++++ Data shown ++++
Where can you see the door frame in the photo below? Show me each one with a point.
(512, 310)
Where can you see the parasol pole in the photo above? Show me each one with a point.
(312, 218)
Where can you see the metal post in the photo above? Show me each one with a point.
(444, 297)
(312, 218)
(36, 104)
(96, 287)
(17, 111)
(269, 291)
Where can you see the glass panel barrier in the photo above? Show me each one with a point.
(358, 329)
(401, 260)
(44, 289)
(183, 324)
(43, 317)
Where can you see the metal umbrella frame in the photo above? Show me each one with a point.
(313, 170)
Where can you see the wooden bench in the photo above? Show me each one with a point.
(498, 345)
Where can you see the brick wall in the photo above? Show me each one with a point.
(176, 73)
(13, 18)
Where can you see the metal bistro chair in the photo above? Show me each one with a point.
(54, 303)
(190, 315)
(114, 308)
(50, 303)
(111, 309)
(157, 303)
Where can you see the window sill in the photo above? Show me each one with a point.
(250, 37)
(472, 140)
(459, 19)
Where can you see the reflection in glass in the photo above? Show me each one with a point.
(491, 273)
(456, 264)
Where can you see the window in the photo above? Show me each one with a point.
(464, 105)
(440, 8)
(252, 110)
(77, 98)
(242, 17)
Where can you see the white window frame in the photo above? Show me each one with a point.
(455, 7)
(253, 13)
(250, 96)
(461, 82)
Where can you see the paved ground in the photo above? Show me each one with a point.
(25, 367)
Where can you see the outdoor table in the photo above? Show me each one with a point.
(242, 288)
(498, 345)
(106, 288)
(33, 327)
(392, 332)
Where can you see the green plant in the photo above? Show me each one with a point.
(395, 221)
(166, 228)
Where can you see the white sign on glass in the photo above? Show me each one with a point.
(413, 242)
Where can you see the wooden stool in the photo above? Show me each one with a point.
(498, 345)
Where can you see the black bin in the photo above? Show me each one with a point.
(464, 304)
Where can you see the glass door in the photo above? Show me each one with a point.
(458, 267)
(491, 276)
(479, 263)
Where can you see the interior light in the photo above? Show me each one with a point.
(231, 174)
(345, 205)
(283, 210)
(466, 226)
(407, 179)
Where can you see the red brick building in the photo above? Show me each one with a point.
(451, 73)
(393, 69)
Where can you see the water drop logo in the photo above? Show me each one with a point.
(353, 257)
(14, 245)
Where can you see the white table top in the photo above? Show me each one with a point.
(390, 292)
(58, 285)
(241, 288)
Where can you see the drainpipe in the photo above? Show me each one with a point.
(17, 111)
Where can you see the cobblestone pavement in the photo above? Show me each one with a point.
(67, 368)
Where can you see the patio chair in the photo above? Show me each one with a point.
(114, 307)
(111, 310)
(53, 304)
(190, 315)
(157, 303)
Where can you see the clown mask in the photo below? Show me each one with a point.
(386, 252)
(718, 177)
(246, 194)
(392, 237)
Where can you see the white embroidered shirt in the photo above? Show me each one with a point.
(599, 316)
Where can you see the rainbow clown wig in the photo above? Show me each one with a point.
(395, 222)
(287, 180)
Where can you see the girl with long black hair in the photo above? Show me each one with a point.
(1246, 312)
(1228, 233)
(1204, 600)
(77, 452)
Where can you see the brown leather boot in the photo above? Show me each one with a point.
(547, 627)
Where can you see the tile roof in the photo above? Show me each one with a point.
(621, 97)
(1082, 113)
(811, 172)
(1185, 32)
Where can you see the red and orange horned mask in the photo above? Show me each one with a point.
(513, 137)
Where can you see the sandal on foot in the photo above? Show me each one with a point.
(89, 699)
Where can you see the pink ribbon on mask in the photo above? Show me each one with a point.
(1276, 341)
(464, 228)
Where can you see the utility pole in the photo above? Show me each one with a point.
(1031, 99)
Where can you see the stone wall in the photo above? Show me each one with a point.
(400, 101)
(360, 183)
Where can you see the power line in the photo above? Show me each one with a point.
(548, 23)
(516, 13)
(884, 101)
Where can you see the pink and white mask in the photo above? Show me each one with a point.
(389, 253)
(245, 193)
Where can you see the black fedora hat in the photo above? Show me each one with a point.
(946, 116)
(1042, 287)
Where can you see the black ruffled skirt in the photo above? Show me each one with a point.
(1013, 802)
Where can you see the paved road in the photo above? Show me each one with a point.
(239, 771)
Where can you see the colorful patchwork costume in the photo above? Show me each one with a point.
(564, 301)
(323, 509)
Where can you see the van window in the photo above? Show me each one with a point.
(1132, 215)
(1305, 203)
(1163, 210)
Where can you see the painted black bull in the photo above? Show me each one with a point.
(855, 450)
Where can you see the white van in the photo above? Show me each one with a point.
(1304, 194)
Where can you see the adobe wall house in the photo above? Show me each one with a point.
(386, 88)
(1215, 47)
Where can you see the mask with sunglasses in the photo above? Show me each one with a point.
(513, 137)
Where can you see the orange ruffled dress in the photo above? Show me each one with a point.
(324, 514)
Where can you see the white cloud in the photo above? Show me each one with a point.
++++
=== Directions ===
Restate the whole of the data exactly.

=== Response area ===
Where can you see the door frame in the photo below? Show me each one with a point.
(512, 310)
Where can you see the parasol pole in the photo above? Show me each one with a point.
(312, 218)
Where can you see the metal post in the photo above? Show me each one with a point.
(444, 297)
(312, 218)
(36, 104)
(96, 287)
(17, 111)
(269, 291)
Where can you see the glass panel barrier in the photo above? Show me each one with a point.
(358, 329)
(401, 260)
(44, 289)
(183, 324)
(43, 317)
Where can you see the metal umbrella frame in the photo above? Show me each one with a point.
(313, 170)
Where can you see the wooden bench in the photo above? Show me each one with a point.
(498, 345)
Where can you see the brick wall in the photo above? Show me each one with a point.
(176, 73)
(13, 18)
Where can you see the metal bistro chair in the photo above? Show me each one with a point.
(54, 303)
(190, 315)
(114, 308)
(50, 303)
(111, 309)
(157, 303)
Where can you see the window sill in the photo above? Show me each one with a point.
(250, 37)
(472, 140)
(459, 19)
Where can you see the reflection in glass in the photo above? Show me each one with a point.
(491, 273)
(456, 264)
Where can you see the window in the photo above? Show me each one with a point.
(464, 105)
(440, 8)
(252, 110)
(77, 98)
(242, 17)
Where can you see the white window frame in the photo above? Show me each one with a point.
(455, 7)
(253, 13)
(250, 96)
(461, 82)
Where can you see the paved ground in the photo above? Show me each one with a point.
(25, 367)
Where can you see the outdoor table in the photo above? Show me each one with a point.
(242, 288)
(498, 345)
(106, 288)
(33, 327)
(392, 332)
Where can you see the green plant in the photo above? Show me each one with a point.
(395, 221)
(166, 228)
Where can you see the white sign on glass in the photo above? Show me each one with a point.
(413, 242)
Where can you see the wooden stool in the photo above? Show me each one with a point.
(498, 345)
Where can you see the black bin in the photo above? Show me each one with a point.
(464, 304)
Where can you see the glass door in the photo above? Show me each one with a point.
(458, 267)
(491, 276)
(479, 263)
Where can you see the interior light in the photo above? Show me each one with a point.
(231, 174)
(345, 205)
(283, 210)
(466, 226)
(407, 179)
Where can you see the red brick building in the photo above? Show me each one with a point.
(451, 73)
(393, 69)
Where can you see the water drop logo in the photo above? Show me each one with a point.
(353, 257)
(14, 245)
Where can you see the white table top in the photo above? Show me each one with a point.
(390, 292)
(58, 285)
(241, 288)
Where can you see the drainpipe in the photo above? Show me each one with a point.
(17, 111)
Where can you see the cobblestone pavement in the photo above? Show me each one with a point.
(67, 368)
Where can you see the patio chair in the photo above? Show me each one with a point.
(114, 307)
(111, 310)
(53, 304)
(190, 315)
(157, 303)
Where can you see the clown mask in the photo below? Show me each one with a point.
(386, 252)
(718, 177)
(246, 194)
(392, 237)
Where can you see the white embroidered shirt in the photo above? Show me each one with a point.
(599, 316)
Where can you see the rainbow clown wig in the photo above? Show me each one with a point.
(395, 222)
(287, 180)
Where can you see the girl with long black hair in the photo above? Show me each one with a point.
(1246, 312)
(1228, 233)
(1204, 600)
(77, 452)
Where can you see the brown leather boot in the photo above? Show me each one with a point.
(547, 627)
Where can you see the tile roof in the photo above? Show me each one with a point.
(621, 97)
(1082, 113)
(811, 172)
(1185, 32)
Where can you see the red and orange horned mask in the photo above? Show me each one with a point.
(513, 137)
Where can you see the sandal on foot in the photo above? Show me each one with a point.
(89, 699)
Where can you see the pink ribbon on mask in the photo above? Show me each one with a point.
(1276, 341)
(464, 228)
Where can you see the utility pole in the photo above? Show me each one with a point.
(1031, 99)
Where can you see the stone wall in the photo above? Show me each one with a point.
(400, 101)
(360, 183)
Where can you see the power line in the photo above? Show me each one with a point.
(548, 23)
(516, 13)
(884, 101)
Where can you see the pink and white mask in the photo above? Show me each one with a point.
(389, 253)
(245, 193)
Where can you see the black fedora hat in the photo above? Show me each one with a point.
(946, 116)
(1042, 287)
Where can you see the black ruffled skirt in the photo above? Show me each one with a point.
(1013, 802)
Where can you see the paved road in the photo above? Show me each one with a point.
(239, 771)
Where can you see the colorful patchwork costume in the photo above? Show me each one with a point.
(564, 301)
(323, 509)
Where can you see the van window in the photo above? Show me each one with a point.
(1132, 215)
(1305, 203)
(1163, 210)
Where can you see the painted black bull in the photo above? Show me each one with a point.
(855, 450)
Where can you see the white van in the photo above? Show me each one with a point.
(1304, 194)
Where can you see the adobe wall house in the photo above? Show me each one with a point.
(386, 88)
(1215, 47)
Where can you see the mask with sunglasses in the photo above? Show me each one with a point.
(513, 137)
Where can you see the orange ruffled dress in the photo above? Show me each one with a point.
(324, 514)
Where can you see the white cloud in the photo above? Show me each one with a point.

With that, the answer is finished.